◆ Consigne
Relevez, s'il vous plaît, dans le texte sur l'apprentissage automatique, les grandes catégories de problèmes résultant d'un manque de robustesse.

Charlotte Laclau, Responsable pédagogique du Mastère Spécialisé Big Data de Télécom Paris nous présente les limites de l'apprentissage automatique et comment anticiper ses problèmes.
L'apprentissage automatique appartient au domaine de l’intelligence artificielle. Il se situe à la frontière de l'informatique et des mathématiques appliquées. La notion d'apprentissage englobe toute procédure algorithmique qui construit un modèle mathématique à partir de données observées, pour prendre des décisions sur de nouvelles données non observées. L'objectif d'apprentissage d'un tel algorithme est donc d'extraire et d'exploiter automatiquement l'information contenue dans les données.
Ce domaine a connu un essor sans précédent ces 20 dernières années, et les algorithmes développés dans ce cadre, jouent un rôle prépondérant dans la prise de décisions. Ces dernières impactent notre vie quotidienne dans des secteurs variés, allant du divertissement au médical. Dans ce contexte où une erreur de décision peut avoir un impact négatif significatif sur une personne (par exemple une erreur de diagnostic médical), la question de la robustesse de ces approches, c'est-à-dire leur capacité à produire des résultats cohérents pour des données non observées, se pose naturellement.
Entre autres, on peut distinguer trois grandes catégories de problèmes résultant d’un manque de robustesse : la discrimination, la vulnérabilité aux adversaires et la compréhension de la tâche. Tous ces problèmes ont un point commun : ils surviennent lorsque la distribution de nouvelles données diffèrent de celle des données vues par l’algorithme en phase d’apprentissage.

◆ Extrait de données
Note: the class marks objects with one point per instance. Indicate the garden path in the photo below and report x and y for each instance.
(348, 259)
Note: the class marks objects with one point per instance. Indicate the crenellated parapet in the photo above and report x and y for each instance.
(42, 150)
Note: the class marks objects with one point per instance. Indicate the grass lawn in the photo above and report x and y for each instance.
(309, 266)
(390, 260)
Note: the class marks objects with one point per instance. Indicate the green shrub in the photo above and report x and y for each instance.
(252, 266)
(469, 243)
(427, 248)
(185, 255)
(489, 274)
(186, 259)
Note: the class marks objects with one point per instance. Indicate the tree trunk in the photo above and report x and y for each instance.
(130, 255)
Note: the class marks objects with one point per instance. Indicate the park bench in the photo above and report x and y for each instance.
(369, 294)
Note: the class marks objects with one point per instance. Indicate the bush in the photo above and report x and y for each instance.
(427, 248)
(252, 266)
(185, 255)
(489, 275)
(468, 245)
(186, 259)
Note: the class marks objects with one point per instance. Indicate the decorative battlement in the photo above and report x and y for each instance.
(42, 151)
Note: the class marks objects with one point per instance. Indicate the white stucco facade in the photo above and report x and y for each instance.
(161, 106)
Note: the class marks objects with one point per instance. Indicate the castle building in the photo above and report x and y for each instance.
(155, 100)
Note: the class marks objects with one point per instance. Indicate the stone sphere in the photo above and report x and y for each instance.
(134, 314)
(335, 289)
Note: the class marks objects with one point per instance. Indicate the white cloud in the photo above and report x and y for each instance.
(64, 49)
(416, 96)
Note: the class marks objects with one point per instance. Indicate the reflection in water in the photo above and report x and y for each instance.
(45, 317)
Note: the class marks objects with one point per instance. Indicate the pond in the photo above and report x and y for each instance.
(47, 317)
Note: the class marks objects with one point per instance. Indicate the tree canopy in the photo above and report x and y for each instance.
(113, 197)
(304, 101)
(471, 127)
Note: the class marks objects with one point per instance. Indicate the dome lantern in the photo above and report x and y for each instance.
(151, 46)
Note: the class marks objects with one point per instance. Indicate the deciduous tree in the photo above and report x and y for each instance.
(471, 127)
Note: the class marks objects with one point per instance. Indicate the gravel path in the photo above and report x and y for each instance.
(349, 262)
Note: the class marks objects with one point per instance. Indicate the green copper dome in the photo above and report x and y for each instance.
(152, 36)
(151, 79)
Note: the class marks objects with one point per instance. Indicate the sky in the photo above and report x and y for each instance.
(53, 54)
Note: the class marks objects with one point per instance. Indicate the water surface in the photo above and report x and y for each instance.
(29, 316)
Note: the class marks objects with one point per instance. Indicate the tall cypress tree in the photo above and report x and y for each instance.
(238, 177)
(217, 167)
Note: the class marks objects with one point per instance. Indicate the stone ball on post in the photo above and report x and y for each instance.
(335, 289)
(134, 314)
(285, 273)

◆ Réponse
- la discrimination
- la vulnérabilité aux adversaires
- la compréhension de la tâche